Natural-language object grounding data
=== Begin Enclosure ===

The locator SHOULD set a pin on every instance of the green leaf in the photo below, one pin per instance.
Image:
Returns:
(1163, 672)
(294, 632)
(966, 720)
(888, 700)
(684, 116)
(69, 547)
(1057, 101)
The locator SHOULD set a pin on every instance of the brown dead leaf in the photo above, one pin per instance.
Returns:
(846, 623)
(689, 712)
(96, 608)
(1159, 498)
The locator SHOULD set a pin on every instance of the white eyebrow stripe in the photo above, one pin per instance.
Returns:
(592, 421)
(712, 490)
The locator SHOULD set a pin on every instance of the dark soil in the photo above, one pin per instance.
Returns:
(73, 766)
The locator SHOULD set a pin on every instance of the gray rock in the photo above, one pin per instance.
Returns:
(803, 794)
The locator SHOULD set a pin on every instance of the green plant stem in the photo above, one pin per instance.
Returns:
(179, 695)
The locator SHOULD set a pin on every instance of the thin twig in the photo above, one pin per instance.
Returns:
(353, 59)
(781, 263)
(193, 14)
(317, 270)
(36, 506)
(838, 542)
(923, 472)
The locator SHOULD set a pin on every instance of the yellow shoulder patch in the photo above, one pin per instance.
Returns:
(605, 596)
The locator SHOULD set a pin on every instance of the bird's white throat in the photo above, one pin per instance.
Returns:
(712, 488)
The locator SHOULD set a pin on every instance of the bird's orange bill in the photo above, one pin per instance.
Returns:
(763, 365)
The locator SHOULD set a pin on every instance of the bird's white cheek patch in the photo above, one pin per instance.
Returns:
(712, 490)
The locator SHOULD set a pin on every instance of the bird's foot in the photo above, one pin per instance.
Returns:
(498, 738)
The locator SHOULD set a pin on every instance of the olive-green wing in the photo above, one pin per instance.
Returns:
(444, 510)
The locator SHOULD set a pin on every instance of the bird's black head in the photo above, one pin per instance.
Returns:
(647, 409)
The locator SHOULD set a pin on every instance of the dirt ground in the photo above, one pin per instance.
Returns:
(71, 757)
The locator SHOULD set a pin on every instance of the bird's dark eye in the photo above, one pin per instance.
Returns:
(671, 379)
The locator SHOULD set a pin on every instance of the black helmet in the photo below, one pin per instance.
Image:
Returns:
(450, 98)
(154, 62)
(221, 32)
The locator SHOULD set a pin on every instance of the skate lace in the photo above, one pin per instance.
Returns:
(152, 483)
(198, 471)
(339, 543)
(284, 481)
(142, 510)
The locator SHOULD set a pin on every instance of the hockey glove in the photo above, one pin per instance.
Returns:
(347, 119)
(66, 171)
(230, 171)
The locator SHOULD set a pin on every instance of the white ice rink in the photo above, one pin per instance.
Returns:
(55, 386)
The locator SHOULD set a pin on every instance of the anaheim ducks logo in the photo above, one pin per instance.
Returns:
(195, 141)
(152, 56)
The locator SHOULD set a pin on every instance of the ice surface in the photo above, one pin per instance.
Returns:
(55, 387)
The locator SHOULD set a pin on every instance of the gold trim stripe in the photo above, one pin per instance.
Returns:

=== End Enclosure ===

## TASK TO CARRY OUT
Scan the records for lines that hold "below", and reproduce each one you find.

## COMPLETED TASK
The locator SHOULD set a pin on every instance of the green leaf in the photo below, one pin per instance.
The locator SHOULD set a pin on every instance of the black helmet in the photo below, one pin per instance.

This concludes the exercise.